[TEXT BLOCK]

To paraphrase PG Wodehouse on Scotsmen with a grievance, it is not hard to distinguish between a Governor of the BoE and a ray of sunshine.
In his defence, Bailey argues that he is just being realistic, and reminding everyone of how much hard work still needs to be done before the economy can start growing again.
Too much during the pandemic, we have relied too heavily on immigration, our productivity has stagnated in the private sector while declining in the public, we are far too dependent on expensive imported energy despite having abundant resources within our own borders and marginal tax rates are punishing.
Far too many people, many of them over 50 or self-employed, have left the workforce.
Those are all genuine problems, none of which can be wished away with some rousing rhetoric. Yet it is impossible to imagine Jay Powell at the Federal Reserve or Christine Lagarde at the European Central Bank talking about their respective economies using such relentlessly downbeat terms.
They might expect a backlash, were they to find so few positives about the economies they were meant to be helping manage.
There are two big problems with Bailey’s negativity. First, it is clearly part of a Remainer, anti-growth narrative. As it happens, the UK is doing no worse than much of Europe, and in some ways slightly better.
Only this week we learned that both the German and French economies are contracting, and both may well be in a full-blown recession by early next year. Growth is sluggish right across the continent, and we are all being left behind by the US and parts of Asia.
It is ridiculous to pretend that the UK is some kind of outlier when looking at our close neighbours. On inward investment, closing the budget deficit, and completing trade deals with fast-growing Pacific nations, the UK is actually doing slightly better than some rivals.
By continually trashing the prospects for the UK, Bailey, whether consciously or not, is playing into the hands of a declinist establishment coalition that is determined to push the UK into a closer relationship with the EU once a Labour government takes power, as it almost certainly will, next year.
For that to work, the UK has to be portrayed as lost at sea, doomed, only capable of survival by binding itself to the rest of Europe.
The second issue is this. The Governor is deftly absolving himself of any responsibility for our predicament. The Bank of England is hardly blameless when it comes to the collapse of our potential for steady 2pc to 3pc annual growth.
It kept interest rates too low for too long, allowing zombie companies to stay afloat when they should have gone under years ago.
It printed far too much money after the financial crisis and later during the pandemic, enabling successive Chancellors to spend too much money on public services without a commensurate rise in output, and leaving us with a bloated welfare system.

[/TEXT BLOCK]
[RECORD SET]

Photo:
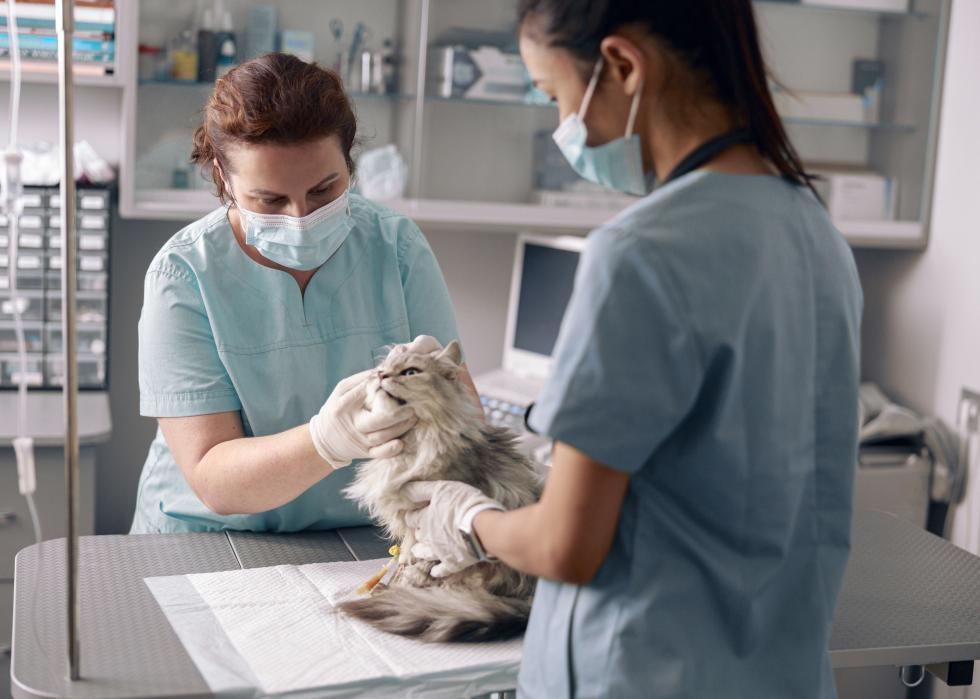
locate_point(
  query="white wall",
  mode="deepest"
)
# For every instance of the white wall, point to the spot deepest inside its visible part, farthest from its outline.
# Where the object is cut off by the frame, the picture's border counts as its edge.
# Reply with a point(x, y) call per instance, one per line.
point(922, 318)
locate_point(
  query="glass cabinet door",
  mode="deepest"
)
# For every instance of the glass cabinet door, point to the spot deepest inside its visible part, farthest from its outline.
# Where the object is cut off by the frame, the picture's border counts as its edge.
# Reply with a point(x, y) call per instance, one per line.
point(856, 81)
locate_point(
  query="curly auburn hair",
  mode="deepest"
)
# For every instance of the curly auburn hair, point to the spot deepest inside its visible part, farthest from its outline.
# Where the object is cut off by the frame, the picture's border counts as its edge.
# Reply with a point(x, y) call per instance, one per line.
point(277, 99)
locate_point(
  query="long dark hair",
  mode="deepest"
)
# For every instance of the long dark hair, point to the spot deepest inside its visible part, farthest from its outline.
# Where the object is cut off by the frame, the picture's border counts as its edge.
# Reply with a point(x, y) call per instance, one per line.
point(717, 39)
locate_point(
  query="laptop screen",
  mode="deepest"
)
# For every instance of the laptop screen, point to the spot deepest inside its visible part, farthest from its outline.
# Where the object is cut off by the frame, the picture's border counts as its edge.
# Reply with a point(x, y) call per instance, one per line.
point(547, 278)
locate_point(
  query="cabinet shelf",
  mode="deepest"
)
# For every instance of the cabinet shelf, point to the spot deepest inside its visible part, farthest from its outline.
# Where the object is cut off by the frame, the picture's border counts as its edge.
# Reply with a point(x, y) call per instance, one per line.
point(358, 96)
point(799, 6)
point(45, 72)
point(500, 217)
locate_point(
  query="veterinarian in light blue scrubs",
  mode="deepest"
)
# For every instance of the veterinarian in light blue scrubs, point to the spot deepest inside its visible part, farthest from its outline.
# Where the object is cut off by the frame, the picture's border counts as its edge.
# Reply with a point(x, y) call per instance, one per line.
point(255, 313)
point(693, 533)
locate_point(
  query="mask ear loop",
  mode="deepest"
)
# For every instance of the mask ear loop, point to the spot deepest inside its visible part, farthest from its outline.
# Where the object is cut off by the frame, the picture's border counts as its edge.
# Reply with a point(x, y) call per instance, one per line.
point(634, 109)
point(590, 90)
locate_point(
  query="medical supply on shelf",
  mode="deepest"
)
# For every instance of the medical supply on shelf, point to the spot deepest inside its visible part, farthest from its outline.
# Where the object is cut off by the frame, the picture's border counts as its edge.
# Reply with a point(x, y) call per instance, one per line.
point(867, 81)
point(592, 197)
point(298, 43)
point(486, 73)
point(183, 57)
point(260, 31)
point(857, 195)
point(382, 173)
point(364, 82)
point(39, 289)
point(357, 43)
point(389, 67)
point(227, 46)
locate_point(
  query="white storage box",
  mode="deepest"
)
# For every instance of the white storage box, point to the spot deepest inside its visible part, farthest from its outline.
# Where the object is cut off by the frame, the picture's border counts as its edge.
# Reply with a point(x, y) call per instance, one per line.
point(89, 339)
point(33, 336)
point(91, 370)
point(90, 307)
point(34, 309)
point(10, 370)
point(857, 196)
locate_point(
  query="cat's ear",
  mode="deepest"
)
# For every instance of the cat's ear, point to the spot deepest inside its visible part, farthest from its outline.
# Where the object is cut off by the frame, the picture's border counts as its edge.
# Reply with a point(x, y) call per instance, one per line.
point(452, 353)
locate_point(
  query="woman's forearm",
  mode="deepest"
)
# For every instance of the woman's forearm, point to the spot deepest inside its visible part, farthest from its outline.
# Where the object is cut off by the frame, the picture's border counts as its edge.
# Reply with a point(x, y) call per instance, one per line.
point(256, 474)
point(520, 540)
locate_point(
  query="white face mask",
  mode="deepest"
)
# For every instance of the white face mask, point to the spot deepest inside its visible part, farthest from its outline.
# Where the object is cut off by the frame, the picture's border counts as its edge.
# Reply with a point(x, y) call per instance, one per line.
point(617, 164)
point(302, 243)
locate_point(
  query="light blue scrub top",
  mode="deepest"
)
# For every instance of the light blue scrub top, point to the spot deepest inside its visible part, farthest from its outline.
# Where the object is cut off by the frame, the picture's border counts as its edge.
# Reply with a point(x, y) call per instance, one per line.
point(220, 332)
point(710, 351)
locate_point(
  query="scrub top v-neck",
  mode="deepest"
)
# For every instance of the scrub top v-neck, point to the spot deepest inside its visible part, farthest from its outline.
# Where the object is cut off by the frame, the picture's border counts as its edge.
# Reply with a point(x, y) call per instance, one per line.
point(220, 332)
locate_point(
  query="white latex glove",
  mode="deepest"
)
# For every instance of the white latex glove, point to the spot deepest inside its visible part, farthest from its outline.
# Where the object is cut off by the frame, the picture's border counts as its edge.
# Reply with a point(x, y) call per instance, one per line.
point(445, 506)
point(345, 430)
point(423, 344)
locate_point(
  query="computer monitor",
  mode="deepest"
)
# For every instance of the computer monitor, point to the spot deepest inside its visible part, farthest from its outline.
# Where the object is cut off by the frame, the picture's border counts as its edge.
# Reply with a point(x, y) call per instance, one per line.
point(544, 274)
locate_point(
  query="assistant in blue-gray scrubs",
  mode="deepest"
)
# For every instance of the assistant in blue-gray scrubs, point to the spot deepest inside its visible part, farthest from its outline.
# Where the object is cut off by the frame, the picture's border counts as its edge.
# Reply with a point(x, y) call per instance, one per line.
point(694, 529)
point(254, 315)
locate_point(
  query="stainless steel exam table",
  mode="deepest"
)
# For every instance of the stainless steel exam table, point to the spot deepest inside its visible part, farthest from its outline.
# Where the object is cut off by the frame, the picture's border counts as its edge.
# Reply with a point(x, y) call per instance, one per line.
point(909, 599)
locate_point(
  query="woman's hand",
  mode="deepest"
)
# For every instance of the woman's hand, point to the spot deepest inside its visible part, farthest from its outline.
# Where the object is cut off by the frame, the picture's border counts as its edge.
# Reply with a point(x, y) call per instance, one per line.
point(345, 430)
point(447, 508)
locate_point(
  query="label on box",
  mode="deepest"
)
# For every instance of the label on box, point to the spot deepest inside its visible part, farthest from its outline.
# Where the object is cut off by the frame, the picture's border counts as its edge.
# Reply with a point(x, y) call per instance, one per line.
point(91, 242)
point(92, 222)
point(89, 263)
point(32, 240)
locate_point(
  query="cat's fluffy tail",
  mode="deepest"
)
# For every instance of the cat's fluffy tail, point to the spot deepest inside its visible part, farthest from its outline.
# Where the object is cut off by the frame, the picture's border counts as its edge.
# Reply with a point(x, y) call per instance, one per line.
point(440, 615)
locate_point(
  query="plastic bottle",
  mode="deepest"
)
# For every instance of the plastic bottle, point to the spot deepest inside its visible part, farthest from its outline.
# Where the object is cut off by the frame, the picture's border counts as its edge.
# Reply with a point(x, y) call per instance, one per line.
point(227, 47)
point(184, 58)
point(389, 68)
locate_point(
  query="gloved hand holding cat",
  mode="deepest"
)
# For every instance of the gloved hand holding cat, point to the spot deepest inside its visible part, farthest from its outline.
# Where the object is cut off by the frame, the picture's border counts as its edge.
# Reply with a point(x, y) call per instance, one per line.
point(451, 458)
point(446, 508)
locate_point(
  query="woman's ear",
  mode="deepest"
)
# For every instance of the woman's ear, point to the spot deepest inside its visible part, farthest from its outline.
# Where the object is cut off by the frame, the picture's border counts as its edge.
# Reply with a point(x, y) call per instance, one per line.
point(626, 61)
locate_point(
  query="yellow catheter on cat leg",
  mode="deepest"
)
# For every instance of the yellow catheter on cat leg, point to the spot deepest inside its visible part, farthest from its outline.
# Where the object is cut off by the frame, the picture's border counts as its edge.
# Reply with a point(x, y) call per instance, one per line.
point(369, 585)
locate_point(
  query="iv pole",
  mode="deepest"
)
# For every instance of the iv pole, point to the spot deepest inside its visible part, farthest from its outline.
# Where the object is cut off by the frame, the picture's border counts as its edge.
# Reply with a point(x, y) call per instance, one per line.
point(64, 16)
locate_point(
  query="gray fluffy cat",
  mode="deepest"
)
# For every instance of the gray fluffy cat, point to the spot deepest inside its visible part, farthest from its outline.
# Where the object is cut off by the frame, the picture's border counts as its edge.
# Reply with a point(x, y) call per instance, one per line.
point(488, 601)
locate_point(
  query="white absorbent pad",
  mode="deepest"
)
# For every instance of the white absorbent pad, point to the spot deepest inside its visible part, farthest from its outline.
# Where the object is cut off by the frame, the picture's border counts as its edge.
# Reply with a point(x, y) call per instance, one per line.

[/RECORD SET]

▶ _PROBLEM DESCRIPTION_: In the opinion piece on the Bank of England Governor, which two economies does it say are contracting?

▶ _EXERCISE RESPONSE_: The German and French economies.